> Records for this task
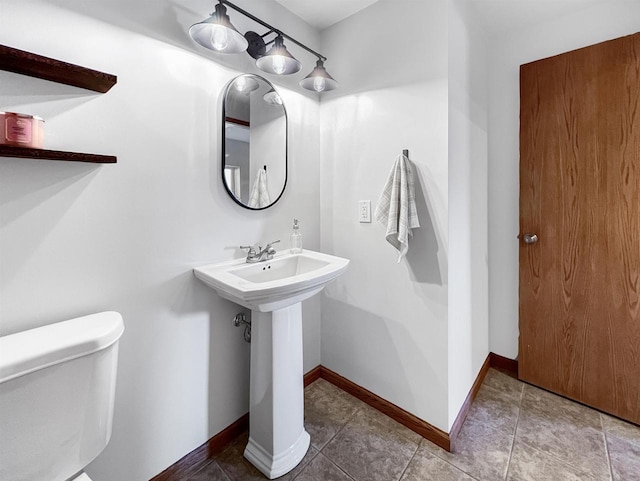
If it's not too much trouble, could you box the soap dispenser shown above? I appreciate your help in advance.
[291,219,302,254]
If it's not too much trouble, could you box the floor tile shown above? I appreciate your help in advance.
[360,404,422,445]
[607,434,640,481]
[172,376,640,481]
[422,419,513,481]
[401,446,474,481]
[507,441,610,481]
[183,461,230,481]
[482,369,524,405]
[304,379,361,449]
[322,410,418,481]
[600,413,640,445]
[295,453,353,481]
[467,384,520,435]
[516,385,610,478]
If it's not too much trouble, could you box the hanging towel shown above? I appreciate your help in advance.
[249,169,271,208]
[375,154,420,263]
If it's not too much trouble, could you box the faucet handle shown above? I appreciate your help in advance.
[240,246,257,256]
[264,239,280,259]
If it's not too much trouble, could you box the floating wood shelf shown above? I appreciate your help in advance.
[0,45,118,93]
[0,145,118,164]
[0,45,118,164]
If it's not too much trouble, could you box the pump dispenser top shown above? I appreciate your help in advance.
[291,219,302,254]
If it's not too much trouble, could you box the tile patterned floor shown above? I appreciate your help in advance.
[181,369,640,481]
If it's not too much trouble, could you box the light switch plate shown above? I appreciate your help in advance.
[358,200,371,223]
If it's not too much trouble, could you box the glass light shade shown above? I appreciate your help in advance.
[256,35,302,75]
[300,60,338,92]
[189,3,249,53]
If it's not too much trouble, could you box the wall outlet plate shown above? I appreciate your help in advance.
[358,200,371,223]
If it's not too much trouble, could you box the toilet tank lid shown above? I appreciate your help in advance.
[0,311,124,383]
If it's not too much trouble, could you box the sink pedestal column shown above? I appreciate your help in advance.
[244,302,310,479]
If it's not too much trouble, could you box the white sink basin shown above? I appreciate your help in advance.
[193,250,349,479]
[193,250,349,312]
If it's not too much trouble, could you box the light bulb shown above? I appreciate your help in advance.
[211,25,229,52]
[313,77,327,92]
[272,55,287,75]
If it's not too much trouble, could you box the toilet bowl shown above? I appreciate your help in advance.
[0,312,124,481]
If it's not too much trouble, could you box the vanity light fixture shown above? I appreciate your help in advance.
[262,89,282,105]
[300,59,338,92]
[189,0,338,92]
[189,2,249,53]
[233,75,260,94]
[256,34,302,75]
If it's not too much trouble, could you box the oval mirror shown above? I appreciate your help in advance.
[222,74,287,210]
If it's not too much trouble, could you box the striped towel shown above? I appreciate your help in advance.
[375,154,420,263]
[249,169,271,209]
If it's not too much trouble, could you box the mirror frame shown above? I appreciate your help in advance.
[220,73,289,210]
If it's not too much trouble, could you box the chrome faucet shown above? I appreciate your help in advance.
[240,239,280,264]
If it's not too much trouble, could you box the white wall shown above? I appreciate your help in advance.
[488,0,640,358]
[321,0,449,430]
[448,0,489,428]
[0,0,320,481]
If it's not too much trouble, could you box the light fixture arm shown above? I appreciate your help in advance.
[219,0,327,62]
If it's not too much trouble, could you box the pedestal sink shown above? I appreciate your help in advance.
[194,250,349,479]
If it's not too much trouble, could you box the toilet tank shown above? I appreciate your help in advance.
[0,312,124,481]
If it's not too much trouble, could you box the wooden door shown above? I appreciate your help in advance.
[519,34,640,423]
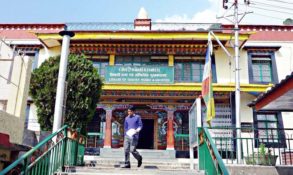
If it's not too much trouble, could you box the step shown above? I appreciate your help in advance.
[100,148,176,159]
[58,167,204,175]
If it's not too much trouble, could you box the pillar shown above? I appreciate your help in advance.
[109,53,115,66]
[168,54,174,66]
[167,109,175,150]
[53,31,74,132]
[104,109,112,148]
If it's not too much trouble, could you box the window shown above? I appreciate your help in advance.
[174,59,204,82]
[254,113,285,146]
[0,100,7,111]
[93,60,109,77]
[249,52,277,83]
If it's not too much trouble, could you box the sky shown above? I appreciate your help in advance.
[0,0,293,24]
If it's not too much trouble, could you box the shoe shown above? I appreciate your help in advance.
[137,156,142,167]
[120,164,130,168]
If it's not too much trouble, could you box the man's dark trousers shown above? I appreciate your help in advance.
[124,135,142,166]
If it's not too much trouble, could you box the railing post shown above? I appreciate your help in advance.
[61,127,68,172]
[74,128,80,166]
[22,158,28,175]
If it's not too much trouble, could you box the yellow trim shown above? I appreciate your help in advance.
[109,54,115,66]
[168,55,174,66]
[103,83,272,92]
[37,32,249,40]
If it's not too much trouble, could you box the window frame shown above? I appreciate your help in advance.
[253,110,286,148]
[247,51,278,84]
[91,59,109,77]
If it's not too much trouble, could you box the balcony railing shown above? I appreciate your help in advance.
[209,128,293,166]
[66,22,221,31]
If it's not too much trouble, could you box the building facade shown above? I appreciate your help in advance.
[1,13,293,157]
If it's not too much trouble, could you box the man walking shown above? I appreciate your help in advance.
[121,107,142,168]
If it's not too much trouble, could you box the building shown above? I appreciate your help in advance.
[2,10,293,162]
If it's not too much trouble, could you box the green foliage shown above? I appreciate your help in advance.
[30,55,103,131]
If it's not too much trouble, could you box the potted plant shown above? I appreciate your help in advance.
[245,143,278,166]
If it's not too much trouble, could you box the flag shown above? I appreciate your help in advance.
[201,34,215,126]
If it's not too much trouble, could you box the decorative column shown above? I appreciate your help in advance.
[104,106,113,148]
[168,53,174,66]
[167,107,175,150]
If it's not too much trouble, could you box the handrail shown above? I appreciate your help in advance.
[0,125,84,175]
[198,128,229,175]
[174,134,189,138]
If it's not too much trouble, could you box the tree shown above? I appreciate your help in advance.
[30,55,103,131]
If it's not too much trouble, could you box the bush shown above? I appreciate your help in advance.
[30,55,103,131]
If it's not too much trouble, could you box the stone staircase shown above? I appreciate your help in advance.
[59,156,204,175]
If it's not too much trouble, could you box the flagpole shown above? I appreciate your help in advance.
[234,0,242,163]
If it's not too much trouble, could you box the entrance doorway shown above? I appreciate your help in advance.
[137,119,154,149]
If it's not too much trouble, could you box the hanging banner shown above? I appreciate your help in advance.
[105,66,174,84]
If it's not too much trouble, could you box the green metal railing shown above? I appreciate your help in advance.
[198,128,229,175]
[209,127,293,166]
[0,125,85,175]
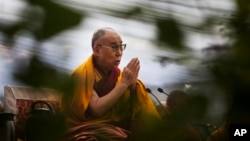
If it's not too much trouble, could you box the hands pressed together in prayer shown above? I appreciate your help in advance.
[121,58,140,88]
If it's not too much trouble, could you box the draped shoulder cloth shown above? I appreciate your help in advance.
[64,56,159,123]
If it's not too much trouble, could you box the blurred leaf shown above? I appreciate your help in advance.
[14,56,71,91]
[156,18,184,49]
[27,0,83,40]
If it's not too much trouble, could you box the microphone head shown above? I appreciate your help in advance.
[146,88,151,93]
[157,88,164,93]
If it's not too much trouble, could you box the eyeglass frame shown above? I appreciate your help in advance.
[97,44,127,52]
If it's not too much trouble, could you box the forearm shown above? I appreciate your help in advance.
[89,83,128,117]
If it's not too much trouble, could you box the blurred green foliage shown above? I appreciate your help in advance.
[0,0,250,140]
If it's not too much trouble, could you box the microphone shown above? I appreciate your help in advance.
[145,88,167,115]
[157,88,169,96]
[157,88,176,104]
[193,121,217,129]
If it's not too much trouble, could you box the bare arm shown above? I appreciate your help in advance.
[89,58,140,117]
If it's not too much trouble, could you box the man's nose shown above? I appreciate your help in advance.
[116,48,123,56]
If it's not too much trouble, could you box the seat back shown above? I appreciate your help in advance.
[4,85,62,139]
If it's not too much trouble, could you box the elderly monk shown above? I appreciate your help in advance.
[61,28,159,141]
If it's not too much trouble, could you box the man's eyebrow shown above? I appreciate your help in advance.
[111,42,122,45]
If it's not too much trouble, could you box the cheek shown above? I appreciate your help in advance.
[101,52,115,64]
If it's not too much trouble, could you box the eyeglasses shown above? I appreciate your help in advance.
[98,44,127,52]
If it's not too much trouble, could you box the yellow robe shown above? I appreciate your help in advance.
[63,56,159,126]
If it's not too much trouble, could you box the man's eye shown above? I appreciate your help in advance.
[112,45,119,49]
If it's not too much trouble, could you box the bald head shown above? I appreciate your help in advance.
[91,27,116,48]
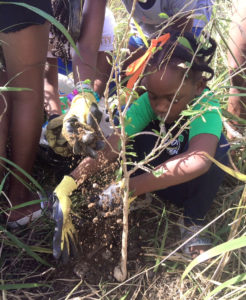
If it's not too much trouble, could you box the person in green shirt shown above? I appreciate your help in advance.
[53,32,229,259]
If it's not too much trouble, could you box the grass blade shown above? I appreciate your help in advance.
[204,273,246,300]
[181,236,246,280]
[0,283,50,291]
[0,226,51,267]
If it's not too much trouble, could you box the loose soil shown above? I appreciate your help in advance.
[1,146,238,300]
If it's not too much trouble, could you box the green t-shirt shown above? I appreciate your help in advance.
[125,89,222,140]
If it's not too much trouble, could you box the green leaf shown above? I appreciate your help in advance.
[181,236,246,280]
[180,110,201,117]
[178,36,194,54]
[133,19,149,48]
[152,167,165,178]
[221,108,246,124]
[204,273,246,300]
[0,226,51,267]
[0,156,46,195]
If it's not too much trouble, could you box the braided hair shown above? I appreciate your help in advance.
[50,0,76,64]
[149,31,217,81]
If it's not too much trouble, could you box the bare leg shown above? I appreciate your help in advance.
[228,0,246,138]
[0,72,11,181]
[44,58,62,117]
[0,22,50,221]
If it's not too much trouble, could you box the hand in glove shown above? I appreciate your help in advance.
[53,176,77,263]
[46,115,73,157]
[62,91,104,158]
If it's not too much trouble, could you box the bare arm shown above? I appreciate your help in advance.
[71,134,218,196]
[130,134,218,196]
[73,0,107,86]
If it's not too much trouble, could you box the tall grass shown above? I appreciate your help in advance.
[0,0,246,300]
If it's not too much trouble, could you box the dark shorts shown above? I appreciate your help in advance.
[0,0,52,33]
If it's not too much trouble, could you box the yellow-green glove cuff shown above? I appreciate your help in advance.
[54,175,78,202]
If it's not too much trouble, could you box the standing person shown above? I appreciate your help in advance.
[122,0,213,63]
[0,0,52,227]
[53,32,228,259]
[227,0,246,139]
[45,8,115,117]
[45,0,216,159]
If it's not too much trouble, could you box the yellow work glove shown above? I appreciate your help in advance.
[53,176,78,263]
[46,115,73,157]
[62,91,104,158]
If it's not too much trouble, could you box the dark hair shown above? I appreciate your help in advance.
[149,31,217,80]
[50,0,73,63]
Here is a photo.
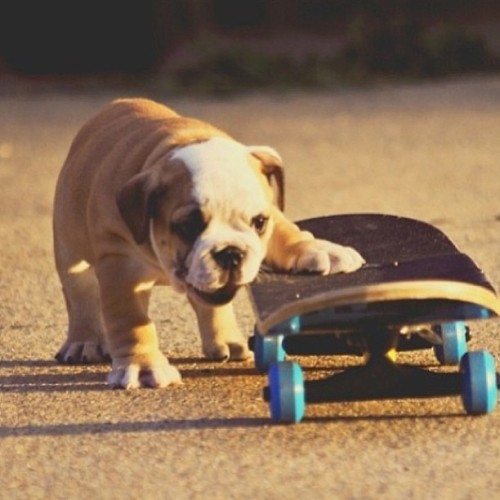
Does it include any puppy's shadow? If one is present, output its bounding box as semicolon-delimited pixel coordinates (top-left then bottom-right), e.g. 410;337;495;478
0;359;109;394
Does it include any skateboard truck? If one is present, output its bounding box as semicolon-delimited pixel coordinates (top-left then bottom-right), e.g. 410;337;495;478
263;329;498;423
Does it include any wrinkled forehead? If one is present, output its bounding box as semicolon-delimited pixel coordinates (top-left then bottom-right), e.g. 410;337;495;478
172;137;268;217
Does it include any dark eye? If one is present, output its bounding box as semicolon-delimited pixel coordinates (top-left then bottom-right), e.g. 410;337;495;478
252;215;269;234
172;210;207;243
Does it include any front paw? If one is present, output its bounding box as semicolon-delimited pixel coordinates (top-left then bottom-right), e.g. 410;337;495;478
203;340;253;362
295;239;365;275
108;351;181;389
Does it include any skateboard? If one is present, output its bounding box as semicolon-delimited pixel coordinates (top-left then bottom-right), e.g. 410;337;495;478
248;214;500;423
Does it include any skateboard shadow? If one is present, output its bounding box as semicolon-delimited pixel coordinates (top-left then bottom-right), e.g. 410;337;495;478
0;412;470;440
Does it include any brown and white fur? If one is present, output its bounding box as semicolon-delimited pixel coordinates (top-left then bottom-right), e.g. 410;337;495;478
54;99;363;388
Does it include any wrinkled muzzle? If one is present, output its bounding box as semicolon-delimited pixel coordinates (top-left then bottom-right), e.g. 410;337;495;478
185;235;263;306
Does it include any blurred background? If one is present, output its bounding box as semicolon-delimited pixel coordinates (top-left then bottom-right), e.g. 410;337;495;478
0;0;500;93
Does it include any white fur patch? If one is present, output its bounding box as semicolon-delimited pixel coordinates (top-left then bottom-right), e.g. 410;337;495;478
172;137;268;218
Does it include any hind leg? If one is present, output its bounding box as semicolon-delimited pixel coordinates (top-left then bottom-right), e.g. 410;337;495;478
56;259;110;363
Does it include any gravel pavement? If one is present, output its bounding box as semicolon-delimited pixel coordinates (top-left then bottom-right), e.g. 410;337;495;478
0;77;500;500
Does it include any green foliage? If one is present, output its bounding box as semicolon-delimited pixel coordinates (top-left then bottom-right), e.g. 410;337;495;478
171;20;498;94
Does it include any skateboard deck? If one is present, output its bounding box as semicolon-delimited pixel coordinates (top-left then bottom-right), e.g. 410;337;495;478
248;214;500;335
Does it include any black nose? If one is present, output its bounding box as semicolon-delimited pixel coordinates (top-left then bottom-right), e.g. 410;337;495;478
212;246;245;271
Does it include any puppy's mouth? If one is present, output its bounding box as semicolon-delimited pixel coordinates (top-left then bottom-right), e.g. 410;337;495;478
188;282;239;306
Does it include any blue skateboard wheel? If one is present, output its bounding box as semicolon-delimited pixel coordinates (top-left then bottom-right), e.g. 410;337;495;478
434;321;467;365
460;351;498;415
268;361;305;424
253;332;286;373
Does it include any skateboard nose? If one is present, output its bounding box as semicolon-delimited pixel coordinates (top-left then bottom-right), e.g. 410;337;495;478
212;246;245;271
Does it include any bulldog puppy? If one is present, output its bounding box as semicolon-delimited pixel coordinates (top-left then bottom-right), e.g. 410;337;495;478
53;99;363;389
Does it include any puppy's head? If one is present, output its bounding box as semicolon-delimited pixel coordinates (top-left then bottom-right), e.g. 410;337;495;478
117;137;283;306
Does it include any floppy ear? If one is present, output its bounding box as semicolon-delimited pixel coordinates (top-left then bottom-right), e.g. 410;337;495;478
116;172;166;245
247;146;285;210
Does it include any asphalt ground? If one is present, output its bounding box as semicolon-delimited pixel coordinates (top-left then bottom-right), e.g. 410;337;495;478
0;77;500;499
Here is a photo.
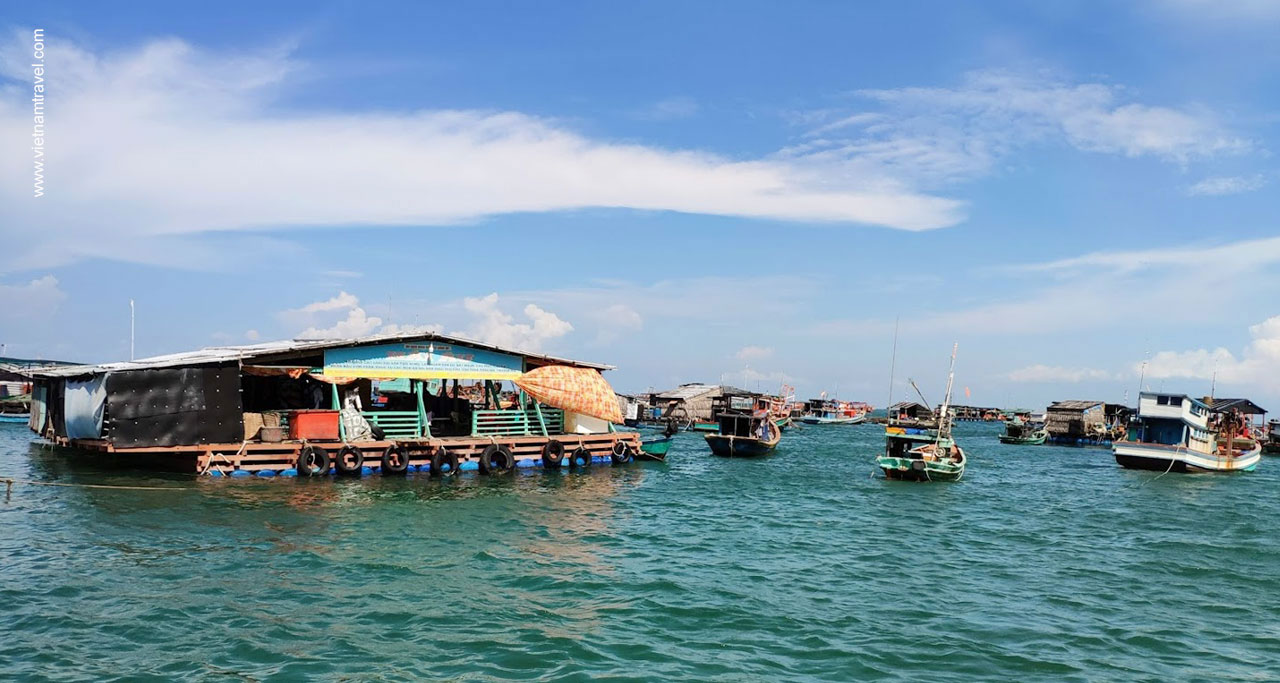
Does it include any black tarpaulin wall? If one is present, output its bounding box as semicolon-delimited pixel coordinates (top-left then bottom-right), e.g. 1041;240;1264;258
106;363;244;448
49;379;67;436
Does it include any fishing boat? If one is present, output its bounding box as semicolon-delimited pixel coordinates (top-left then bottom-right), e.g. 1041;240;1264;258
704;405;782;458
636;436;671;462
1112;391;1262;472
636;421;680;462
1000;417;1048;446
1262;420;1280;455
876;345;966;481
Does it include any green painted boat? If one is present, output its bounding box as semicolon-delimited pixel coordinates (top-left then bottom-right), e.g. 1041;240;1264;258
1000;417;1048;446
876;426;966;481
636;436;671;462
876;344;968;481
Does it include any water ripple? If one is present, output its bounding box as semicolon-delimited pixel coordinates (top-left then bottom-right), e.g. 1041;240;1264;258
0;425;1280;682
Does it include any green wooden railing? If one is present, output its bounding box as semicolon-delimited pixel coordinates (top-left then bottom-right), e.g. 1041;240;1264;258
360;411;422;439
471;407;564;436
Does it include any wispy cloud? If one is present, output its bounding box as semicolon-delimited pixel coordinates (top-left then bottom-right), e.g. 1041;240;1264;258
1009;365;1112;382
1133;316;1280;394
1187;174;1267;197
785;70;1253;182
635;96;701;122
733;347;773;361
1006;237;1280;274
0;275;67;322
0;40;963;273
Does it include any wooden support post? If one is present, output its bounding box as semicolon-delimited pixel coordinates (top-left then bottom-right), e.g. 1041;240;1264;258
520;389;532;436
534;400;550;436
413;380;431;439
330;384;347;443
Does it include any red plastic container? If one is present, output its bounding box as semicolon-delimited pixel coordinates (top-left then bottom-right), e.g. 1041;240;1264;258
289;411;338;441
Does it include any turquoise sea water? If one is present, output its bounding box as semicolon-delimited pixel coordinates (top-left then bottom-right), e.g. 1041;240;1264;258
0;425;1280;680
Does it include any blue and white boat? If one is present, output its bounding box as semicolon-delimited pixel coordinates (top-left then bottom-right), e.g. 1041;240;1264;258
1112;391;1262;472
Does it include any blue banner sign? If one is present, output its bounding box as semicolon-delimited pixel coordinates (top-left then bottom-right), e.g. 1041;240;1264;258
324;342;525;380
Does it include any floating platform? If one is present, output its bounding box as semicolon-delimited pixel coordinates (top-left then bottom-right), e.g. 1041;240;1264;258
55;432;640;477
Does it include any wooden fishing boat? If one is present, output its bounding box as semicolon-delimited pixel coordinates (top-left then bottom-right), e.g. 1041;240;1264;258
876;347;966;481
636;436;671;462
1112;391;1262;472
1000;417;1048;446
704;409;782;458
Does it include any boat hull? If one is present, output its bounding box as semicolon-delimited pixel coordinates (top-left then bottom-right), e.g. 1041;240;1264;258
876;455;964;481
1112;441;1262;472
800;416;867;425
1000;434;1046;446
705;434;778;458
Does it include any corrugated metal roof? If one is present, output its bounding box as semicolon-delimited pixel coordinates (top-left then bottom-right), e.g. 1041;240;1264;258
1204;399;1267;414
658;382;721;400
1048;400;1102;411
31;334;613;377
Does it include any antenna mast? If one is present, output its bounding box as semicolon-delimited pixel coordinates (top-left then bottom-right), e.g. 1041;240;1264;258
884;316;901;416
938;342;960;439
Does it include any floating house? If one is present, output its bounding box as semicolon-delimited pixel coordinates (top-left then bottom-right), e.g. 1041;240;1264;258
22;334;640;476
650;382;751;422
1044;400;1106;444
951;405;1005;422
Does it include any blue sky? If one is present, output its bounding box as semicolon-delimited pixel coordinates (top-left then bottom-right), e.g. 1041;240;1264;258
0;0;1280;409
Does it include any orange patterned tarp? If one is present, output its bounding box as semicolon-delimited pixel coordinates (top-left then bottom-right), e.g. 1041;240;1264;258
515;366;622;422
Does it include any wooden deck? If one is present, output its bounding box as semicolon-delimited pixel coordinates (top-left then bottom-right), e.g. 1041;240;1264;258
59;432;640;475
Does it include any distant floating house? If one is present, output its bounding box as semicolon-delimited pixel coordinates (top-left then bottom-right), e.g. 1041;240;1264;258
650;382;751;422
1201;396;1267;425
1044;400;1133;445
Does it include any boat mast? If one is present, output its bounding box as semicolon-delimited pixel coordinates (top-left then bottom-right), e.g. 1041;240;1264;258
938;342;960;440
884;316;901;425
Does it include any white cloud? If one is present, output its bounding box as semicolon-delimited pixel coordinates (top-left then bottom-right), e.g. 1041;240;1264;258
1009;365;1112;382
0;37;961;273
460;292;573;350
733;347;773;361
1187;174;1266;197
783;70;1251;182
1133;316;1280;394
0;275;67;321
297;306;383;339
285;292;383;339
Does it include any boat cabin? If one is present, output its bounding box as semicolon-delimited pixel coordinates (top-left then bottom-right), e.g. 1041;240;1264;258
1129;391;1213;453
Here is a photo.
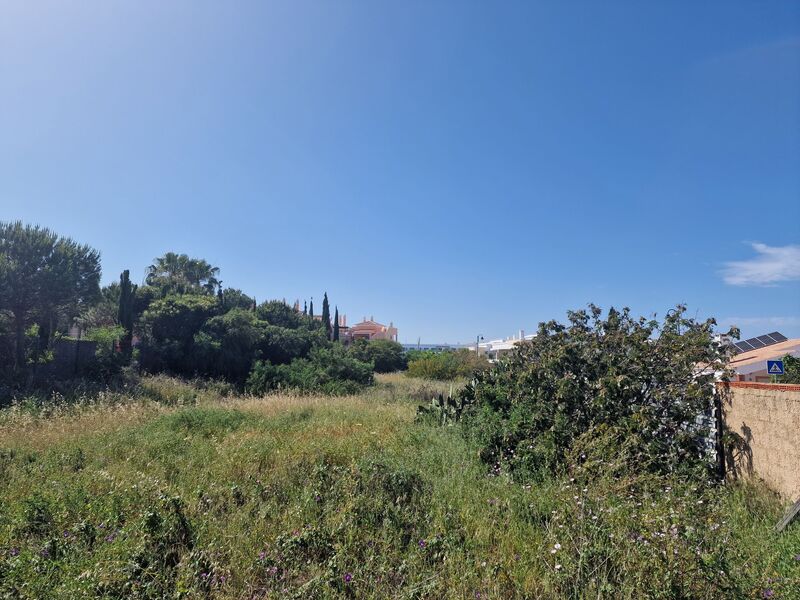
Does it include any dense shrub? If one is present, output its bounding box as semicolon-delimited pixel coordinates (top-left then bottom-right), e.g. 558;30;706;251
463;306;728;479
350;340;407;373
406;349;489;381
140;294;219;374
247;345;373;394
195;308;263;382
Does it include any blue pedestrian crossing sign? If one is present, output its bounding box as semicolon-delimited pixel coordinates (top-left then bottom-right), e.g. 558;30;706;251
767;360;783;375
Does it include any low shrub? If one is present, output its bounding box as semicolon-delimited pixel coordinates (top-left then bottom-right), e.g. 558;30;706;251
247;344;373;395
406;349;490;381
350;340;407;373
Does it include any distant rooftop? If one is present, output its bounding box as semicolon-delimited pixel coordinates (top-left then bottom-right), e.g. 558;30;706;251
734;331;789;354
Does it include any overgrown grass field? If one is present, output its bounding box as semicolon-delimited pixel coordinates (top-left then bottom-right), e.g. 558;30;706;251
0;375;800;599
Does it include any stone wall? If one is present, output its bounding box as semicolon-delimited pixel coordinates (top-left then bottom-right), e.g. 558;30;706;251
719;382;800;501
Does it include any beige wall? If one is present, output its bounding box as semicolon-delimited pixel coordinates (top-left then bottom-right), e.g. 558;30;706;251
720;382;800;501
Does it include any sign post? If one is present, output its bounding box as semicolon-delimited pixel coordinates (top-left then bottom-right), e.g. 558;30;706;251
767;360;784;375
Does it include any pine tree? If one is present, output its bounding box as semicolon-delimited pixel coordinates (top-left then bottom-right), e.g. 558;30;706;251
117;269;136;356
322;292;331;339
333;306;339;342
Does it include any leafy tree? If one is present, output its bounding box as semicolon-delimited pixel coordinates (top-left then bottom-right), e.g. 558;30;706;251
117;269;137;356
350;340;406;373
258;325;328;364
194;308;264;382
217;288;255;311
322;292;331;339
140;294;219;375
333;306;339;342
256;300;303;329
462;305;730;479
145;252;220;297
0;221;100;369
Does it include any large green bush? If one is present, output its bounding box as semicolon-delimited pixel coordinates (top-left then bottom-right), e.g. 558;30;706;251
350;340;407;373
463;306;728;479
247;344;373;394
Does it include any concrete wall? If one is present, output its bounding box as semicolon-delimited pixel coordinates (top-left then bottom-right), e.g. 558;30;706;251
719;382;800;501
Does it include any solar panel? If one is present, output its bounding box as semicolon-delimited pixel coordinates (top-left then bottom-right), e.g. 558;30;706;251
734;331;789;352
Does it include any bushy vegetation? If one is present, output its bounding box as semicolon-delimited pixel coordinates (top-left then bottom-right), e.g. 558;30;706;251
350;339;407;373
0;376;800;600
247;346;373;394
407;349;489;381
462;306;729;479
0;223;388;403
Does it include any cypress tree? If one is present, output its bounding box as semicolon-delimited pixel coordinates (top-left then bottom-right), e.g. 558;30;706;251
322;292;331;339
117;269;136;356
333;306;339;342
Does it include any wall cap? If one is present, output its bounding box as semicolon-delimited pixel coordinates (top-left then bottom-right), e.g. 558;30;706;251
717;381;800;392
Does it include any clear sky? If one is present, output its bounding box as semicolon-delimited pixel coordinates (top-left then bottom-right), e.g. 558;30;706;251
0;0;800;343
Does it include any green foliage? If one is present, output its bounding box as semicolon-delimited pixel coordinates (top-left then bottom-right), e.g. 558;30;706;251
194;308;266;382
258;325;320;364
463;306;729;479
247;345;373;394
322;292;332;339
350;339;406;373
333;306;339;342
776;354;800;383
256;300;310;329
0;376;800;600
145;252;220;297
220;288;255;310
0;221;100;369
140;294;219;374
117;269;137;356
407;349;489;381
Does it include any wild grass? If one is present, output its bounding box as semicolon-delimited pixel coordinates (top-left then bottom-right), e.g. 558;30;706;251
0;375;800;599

> Directions for this task
Copy the stretch of the data above from the line containing "the green leaf" through the line containing "[0,156,46,195]", keeping every line exactly as it is.

> Reply
If it's not too much trouble, could you box the green leaf shown above? I appreciate your help in advance.
[181,236,246,280]
[180,110,201,117]
[178,36,194,54]
[133,19,149,48]
[152,167,165,178]
[221,108,246,124]
[204,273,246,300]
[0,226,51,267]
[0,156,46,195]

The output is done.